(Exercise):
Here are the records. Write out exactly the lines between the one holding "the shower stall" and the one holding "of the granite", inclusive.

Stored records
· · · · · · ·
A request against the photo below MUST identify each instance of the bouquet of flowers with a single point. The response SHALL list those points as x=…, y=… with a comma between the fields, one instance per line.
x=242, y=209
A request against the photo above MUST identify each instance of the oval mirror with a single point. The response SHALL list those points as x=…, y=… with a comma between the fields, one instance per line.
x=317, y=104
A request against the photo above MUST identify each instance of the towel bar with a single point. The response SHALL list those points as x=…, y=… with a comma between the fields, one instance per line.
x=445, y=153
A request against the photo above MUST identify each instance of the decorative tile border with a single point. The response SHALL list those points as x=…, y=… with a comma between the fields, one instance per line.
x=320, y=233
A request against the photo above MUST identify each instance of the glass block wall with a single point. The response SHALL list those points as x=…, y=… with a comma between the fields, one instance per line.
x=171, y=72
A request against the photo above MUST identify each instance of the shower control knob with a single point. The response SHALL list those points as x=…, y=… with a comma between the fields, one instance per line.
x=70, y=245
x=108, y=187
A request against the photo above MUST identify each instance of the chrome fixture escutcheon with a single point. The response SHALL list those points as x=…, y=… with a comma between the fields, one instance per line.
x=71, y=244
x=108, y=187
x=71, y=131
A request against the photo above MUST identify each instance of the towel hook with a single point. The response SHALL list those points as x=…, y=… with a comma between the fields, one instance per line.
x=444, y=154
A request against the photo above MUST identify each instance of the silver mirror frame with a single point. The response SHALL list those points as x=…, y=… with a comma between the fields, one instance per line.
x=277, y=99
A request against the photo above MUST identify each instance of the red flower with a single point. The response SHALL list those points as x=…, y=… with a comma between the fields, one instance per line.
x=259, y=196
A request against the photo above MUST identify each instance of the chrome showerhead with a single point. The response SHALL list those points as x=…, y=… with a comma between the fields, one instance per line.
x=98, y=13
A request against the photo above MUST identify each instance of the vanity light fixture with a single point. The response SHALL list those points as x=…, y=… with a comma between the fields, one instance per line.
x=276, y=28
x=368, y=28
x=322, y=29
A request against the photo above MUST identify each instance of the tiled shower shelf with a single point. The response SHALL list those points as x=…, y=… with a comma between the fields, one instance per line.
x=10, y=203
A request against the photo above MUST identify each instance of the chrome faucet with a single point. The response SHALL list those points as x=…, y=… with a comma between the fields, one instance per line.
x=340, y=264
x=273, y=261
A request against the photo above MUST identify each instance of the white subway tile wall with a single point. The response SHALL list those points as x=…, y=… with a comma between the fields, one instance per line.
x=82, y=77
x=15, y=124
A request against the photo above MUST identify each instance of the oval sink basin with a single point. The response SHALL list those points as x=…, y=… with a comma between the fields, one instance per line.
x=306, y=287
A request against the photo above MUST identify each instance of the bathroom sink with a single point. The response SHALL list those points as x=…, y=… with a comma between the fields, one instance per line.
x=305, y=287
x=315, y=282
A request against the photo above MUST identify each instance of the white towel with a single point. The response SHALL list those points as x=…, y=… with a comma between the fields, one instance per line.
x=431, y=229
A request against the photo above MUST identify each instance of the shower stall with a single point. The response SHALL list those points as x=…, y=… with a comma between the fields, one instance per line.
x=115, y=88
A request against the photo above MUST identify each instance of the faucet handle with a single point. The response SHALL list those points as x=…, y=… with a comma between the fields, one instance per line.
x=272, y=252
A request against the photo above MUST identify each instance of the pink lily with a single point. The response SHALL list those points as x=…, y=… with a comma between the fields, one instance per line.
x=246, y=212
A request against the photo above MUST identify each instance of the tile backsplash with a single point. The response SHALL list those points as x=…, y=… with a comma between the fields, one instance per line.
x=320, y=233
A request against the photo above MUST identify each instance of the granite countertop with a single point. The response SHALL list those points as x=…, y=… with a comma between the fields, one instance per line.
· · · · · · ·
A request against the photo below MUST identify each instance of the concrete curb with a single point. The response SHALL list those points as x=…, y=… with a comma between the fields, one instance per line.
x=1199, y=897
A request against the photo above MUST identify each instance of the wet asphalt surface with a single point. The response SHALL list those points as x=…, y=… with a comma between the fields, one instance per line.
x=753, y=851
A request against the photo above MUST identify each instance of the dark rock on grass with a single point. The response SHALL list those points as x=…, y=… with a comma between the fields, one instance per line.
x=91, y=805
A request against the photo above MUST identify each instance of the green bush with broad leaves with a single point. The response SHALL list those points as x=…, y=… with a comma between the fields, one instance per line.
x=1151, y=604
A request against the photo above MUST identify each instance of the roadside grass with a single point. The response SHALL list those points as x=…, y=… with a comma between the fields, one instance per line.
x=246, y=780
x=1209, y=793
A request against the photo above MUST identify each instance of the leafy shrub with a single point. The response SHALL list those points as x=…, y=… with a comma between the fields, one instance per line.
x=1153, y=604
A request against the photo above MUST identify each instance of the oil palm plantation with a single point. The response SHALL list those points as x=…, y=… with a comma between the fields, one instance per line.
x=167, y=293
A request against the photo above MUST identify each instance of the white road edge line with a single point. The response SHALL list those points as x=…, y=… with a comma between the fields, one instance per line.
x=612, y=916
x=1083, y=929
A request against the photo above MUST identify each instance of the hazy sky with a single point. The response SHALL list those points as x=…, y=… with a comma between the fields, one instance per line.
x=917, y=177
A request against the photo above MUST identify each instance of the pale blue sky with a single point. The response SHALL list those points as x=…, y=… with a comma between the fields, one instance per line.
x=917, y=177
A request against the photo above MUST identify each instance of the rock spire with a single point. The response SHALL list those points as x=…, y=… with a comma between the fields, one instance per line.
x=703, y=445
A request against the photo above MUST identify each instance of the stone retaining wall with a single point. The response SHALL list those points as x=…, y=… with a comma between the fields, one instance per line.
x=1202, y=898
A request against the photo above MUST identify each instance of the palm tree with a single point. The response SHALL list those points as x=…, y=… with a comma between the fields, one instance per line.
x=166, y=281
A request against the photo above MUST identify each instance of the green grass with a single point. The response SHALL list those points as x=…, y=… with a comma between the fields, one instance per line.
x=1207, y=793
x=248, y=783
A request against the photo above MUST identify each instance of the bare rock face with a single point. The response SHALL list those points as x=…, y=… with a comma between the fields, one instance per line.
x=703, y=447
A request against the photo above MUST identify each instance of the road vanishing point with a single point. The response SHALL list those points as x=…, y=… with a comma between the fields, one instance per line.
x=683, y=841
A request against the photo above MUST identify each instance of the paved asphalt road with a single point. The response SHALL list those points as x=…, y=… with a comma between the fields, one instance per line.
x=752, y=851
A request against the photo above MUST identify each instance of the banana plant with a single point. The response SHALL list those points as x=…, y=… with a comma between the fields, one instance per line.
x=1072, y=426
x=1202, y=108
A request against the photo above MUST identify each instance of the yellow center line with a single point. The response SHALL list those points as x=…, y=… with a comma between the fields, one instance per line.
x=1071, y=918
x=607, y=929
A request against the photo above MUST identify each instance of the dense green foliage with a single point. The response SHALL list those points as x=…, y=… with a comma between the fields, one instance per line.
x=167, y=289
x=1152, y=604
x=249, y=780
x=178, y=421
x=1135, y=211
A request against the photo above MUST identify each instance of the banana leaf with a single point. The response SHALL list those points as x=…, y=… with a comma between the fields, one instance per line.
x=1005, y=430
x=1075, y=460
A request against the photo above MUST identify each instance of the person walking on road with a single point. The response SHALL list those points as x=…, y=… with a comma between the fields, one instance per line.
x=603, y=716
· · · · · · ·
(Final answer):
A request against the photo above MUST identify each instance of the shower stall with a single point. The response SHALL list those points as x=…, y=… with a comma between the fields, one instance per line.
x=115, y=88
A request against the photo above MUST identify each instance of the faucet handle with a single point. The response SHALL list those points as x=…, y=… with a comma between the fields, one instance per line.
x=272, y=252
A request against the photo above MUST identify each instance of the pink lily with a single point. The response SHALL list those points as x=…, y=… with a comma between the fields, one instance per line.
x=246, y=212
A request against the photo above MUST identify each instance of the tile backsplash with a single point. The response SHALL list those points as x=…, y=… with a comma between the fields, one instance per line.
x=320, y=233
A request against the photo above MUST identify each instance of the granite countertop with a single point. The response SHALL list those points as x=…, y=… with a comma between the fields, one instance per line.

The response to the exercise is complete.